** Begin Records for the task **

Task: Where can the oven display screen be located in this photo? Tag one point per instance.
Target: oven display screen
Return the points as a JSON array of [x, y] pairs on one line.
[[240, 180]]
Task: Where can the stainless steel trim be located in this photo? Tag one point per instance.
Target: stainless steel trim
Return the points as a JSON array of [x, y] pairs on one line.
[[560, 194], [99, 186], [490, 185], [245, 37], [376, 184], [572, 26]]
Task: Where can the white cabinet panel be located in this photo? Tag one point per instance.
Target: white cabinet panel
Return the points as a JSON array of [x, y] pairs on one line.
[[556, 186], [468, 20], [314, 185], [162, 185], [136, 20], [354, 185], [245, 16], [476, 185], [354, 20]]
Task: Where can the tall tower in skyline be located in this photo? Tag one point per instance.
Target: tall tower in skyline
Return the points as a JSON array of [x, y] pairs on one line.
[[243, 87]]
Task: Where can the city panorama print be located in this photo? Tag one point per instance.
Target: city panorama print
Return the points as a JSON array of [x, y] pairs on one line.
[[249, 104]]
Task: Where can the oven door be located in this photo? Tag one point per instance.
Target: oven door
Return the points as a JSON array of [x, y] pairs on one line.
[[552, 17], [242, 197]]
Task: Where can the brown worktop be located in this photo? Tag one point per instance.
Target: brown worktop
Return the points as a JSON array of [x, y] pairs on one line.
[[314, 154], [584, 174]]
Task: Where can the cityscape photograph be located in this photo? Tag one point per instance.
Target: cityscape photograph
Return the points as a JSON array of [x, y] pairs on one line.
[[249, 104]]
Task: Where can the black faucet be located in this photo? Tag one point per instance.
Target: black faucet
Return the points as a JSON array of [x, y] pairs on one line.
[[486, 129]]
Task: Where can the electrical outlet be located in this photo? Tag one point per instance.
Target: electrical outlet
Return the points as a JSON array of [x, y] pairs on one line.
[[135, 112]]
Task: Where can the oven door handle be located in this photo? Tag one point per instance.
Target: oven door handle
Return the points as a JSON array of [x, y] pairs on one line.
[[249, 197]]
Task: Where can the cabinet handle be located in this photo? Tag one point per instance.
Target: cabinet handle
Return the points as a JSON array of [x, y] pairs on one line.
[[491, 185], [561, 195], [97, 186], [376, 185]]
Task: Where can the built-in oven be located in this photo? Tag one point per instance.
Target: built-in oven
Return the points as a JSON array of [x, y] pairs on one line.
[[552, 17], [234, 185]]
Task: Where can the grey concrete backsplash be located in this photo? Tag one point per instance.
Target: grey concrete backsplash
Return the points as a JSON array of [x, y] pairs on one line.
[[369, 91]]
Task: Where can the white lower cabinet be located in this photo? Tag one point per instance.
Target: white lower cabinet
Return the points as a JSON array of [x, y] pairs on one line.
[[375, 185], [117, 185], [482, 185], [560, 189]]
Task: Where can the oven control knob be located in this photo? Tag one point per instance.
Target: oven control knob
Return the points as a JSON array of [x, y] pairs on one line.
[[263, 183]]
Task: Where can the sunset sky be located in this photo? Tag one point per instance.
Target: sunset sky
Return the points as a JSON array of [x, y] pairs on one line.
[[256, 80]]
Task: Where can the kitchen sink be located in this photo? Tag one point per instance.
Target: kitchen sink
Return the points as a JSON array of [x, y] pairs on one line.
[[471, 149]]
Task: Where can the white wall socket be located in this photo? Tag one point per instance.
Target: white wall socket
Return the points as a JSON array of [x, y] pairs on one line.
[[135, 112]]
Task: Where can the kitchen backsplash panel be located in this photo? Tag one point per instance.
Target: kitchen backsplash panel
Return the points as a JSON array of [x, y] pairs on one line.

** End Records for the task **

Task description:
Present every line of the material above as a numbered list, omitting any blank lines.

Written response:
1. Task: Where can the oven display screen be located in this photo? Tag one point per instance.
2. Target: oven display screen
3. Return the points as a JSON array of [x, y] pairs on one line.
4. [[240, 180]]
5. Task: Where can the stainless steel trim be located in this photo? Tag one point per instance.
6. Target: stainless steel trim
7. Return the points as a JSON array of [x, y] pairs on one line.
8. [[560, 194], [99, 186], [490, 185], [245, 37], [376, 184], [572, 26]]
9. Task: Where can the white cabinet panel be located in this photo? Tag one point per instance.
10. Target: white cabinet panel
11. Return the points as a JSON array of [x, y] pairs on one line.
12. [[556, 186], [468, 20], [314, 185], [162, 185], [136, 20], [354, 185], [245, 16], [476, 185], [354, 20]]
13. Task: Where can the tall tower in skyline be located in this photo? Tag one point per instance.
14. Target: tall tower in skyline
15. Return the points as a JSON array of [x, y] pairs on one line.
16. [[243, 87]]
17. Task: Where can the city panorama print be located in this photo? Tag one point per instance.
18. Target: city panorama print
19. Return the points as a JSON array of [x, y] pairs on one line.
20. [[249, 104]]
21. Task: Where can the oven door be located in this photo? Tag one point per instance.
22. Target: oven door
23. Return the points as a JSON array of [x, y] pairs on one line.
24. [[552, 17], [242, 197]]
25. Task: Where can the brown worktop be located in this photo? Tag one point per instance.
26. Target: brown worktop
27. Return the points as a JSON array of [x, y] pairs on one line.
28. [[314, 154], [584, 174]]
29. Task: Where can the cityscape photograph be located in this photo? Tag one point per instance.
30. Target: cityscape photograph
31. Return the points as a JSON array of [x, y] pairs on one line.
32. [[249, 104]]
33. Task: Where can the black faucet be located in this photo? Tag one point per instance.
34. Target: black faucet
35. Return the points as a JSON array of [x, y] pairs on one line.
36. [[486, 129]]
37. Task: Where can the electrical outlet be located in this photo? Tag one point per instance.
38. Target: electrical outlet
39. Return the points as a JSON array of [x, y] pairs on one line.
40. [[135, 112]]
41. Task: Where can the oven door handle be located in this photo? Tag one point per instance.
42. Target: oven door handle
43. Return the points as a JSON array of [x, y] pairs on one line.
44. [[249, 197]]
45. Task: Where can the cabinet handle be located in this photo? Tag one point per instance.
46. Target: cabinet handle
47. Return the points as a JSON array of [x, y] pairs on one line.
48. [[491, 185], [561, 195], [97, 186], [376, 185]]
49. Task: Where can the built-in oven be located in this photo? Tag one point per instance.
50. Target: built-in oven
51. Return the points as a JSON array of [x, y] pairs on one line.
52. [[552, 17], [234, 185]]
53. Task: Where can the grey concrete backsplash be located in this photo? Tag one point per instance.
54. Target: grey concrete backsplash
55. Return the points as a JSON array of [x, y] pairs on one line.
56. [[369, 91]]
57. Task: Where can the white lower cabinet be located in this photo? Tag one point per instance.
58. Target: white lower cabinet
59. Return the points as a JSON array of [x, y] pairs on one line.
60. [[375, 185], [117, 185], [482, 185], [560, 189]]
61. Task: Where can the oven control knob be located in this photo? Tag one point per instance.
62. Target: oven control knob
63. Return the points as a JSON array of [x, y] pairs on one line.
64. [[263, 183]]
65. Task: Where can the sunset sky be located in this photo? Tag one point per instance.
66. Target: sunset sky
67. Return the points as a JSON array of [x, y] pairs on one line.
68. [[256, 80]]
69. Task: Where can the kitchen sink be located in this photo? Tag one point per instance.
70. Target: kitchen sink
71. Return the points as a JSON array of [x, y] pairs on one line.
72. [[471, 149]]
73. Task: Where can the white wall socket be located in this photo? Tag one point per instance.
74. Target: white wall socket
75. Return the points as a JSON array of [x, y] pairs on one line.
76. [[135, 112]]
77. Task: Where can the kitchen backsplash panel be located in this photo? Tag one point per instance.
78. Target: kitchen backsplash panel
79. Return the points as a JSON array of [x, y] pairs on one line.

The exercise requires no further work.